Question

What are the next two numbers in the pattern: 7, 14, 28, 56?

Answer 1

`112, 224`

Explanation:

This is a geometric sequence. Its exponential growth model is:

`y=7xx2^(x-1)`, where `x` is the number of the term in the sequence (1st, 17th, etc), plotted on the x-axis.

`y` is the number that occupies that term (The 1st term is 7, etc).
So lets plug in some values:

For the first term: `x = 1`
`y=7xx2^(x-1)`
`y=7xx2^(1-1)`

Because anything to the power of 0 is 1, this ends up being 7.

This equation works for any of the terms. Plug in 5 and 6 for the term numbers `(x)` and you get `112 and 224.`

If you prefer a simpler approach which is good for nice round numbers like these, just notice that it is doubling every time, starting with 7. Double a term and you get the next.

Here is how to find the model for a sequence like this:

Divide one term by the previous one to find the common ratio.

In this case, it's 2. `" "r = 14/7 =28/14 =2`

Assume the first term is where `x=1` unless told otherwise. If it isn't the first term, go backward dividing by the common ratio until you get to the first term/x=1. The first term here is 7.

Then plug it into the formula:
`y=7xx2^(x-1)`

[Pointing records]
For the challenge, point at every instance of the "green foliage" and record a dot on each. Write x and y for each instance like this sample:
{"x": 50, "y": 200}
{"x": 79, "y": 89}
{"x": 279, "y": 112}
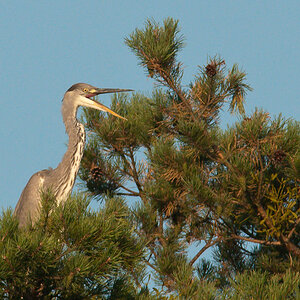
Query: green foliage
{"x": 74, "y": 253}
{"x": 192, "y": 184}
{"x": 195, "y": 184}
{"x": 155, "y": 46}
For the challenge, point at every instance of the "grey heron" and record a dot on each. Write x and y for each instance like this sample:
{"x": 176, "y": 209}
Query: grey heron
{"x": 60, "y": 180}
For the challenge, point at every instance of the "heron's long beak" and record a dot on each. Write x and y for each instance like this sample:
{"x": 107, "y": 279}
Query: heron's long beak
{"x": 97, "y": 105}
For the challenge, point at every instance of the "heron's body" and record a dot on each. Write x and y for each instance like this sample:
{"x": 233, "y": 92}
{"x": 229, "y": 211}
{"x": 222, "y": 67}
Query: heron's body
{"x": 60, "y": 180}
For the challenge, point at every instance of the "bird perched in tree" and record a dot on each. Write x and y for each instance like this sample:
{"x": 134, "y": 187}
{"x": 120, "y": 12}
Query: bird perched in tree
{"x": 60, "y": 180}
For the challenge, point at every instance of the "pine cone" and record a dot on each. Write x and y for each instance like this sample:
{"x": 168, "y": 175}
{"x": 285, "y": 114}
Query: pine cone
{"x": 211, "y": 69}
{"x": 278, "y": 157}
{"x": 96, "y": 173}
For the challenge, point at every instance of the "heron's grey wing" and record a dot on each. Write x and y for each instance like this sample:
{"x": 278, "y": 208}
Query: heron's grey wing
{"x": 28, "y": 205}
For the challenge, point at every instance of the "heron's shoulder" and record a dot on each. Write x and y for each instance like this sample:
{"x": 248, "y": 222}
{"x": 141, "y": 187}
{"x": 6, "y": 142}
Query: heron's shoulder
{"x": 41, "y": 174}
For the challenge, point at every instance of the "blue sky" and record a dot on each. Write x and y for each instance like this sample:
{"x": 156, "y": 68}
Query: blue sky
{"x": 46, "y": 46}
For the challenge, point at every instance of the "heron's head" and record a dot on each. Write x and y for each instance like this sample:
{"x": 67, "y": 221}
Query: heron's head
{"x": 82, "y": 94}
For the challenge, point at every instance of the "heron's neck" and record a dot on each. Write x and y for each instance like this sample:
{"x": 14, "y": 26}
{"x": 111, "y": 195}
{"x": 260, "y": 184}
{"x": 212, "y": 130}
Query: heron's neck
{"x": 69, "y": 166}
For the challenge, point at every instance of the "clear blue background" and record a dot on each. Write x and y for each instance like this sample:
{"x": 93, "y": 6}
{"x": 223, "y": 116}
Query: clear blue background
{"x": 46, "y": 46}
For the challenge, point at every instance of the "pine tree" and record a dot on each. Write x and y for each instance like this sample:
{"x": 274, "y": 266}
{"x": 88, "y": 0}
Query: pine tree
{"x": 71, "y": 253}
{"x": 188, "y": 183}
{"x": 194, "y": 183}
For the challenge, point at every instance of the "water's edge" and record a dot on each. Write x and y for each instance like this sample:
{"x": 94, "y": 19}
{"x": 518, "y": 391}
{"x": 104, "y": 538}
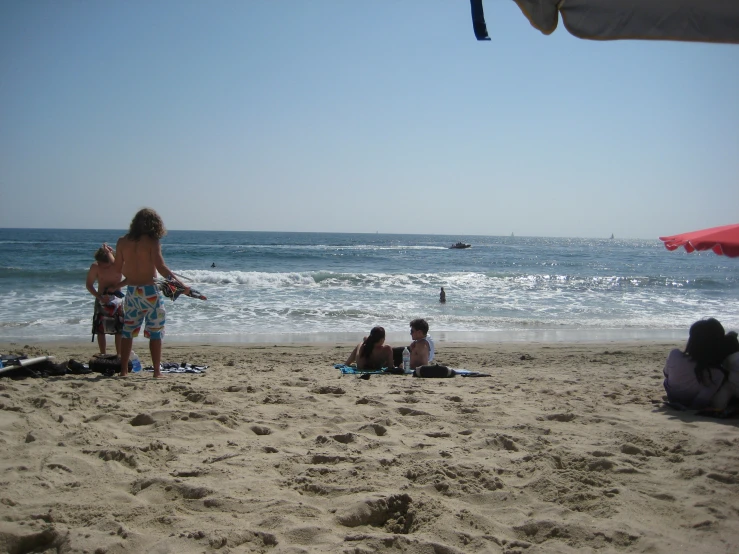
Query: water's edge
{"x": 562, "y": 336}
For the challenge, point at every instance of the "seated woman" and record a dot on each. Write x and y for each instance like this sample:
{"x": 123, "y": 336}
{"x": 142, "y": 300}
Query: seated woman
{"x": 694, "y": 376}
{"x": 372, "y": 353}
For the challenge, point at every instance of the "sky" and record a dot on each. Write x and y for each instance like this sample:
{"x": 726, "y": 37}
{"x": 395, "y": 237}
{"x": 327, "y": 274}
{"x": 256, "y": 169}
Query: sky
{"x": 357, "y": 116}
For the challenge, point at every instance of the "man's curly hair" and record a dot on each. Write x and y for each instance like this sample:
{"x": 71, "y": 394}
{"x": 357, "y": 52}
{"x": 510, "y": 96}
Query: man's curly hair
{"x": 147, "y": 223}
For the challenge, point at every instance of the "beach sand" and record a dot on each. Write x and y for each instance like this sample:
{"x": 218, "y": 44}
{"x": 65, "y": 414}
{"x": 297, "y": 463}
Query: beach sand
{"x": 565, "y": 448}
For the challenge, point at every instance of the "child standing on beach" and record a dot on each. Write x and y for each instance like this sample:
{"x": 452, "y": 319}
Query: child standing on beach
{"x": 139, "y": 257}
{"x": 107, "y": 304}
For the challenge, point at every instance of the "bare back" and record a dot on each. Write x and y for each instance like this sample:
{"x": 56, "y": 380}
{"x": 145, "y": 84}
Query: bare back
{"x": 139, "y": 260}
{"x": 381, "y": 356}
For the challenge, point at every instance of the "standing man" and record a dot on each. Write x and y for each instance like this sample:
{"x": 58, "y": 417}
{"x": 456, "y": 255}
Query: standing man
{"x": 139, "y": 257}
{"x": 108, "y": 315}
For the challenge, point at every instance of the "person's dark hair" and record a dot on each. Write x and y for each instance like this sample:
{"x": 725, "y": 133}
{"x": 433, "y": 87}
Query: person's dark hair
{"x": 706, "y": 346}
{"x": 146, "y": 222}
{"x": 420, "y": 325}
{"x": 376, "y": 335}
{"x": 101, "y": 255}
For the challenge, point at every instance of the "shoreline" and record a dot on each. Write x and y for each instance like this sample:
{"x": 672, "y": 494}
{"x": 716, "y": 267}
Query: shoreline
{"x": 543, "y": 336}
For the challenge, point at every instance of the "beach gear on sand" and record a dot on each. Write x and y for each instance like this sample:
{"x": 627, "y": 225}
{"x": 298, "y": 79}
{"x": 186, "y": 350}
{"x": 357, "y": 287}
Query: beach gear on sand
{"x": 174, "y": 367}
{"x": 107, "y": 364}
{"x": 426, "y": 371}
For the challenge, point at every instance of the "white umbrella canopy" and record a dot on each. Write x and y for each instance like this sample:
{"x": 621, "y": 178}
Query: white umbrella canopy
{"x": 680, "y": 20}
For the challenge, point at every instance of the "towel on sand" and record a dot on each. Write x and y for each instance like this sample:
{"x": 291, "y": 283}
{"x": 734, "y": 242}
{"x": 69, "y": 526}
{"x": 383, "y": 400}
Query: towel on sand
{"x": 174, "y": 367}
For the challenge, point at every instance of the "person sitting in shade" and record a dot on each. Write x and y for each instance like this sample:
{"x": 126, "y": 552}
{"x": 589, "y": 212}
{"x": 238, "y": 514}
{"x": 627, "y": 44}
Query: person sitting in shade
{"x": 694, "y": 376}
{"x": 372, "y": 353}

* Your tasks
a) Answer these questions about the sequence explanation above the records:
(i) What common ratio does it find?
(ii) Which two numbers does it give as the next terms in the pattern?
(iii) What does x stand for in its model?
b) Please copy the part of the sequence explanation starting at "So lets plug" and ending at "get the next.".
c) Translate this sentence from the sequence explanation into Spanish: "Divide one term by the previous one to find the common ratio."

* Task answers
a)
(i) 2
(ii) 112 and 224
(iii) The number of the term in the sequence

b)
So lets plug in some values:

For the first term: `x = 1`
`y=7xx2^(x-1)`
`y=7xx2^(1-1)`

Because anything to the power of 0 is 1, this ends up being 7.

This equation works for any of the terms. Plug in 5 and 6 for the term numbers `(x)` and you get `112 and 224.`

If you prefer a simpler approach which is good for nice round numbers like these, just notice that it is doubling every time, starting with 7. Double a term and you get the next.

c) Divide un término entre el anterior para hallar la razón común.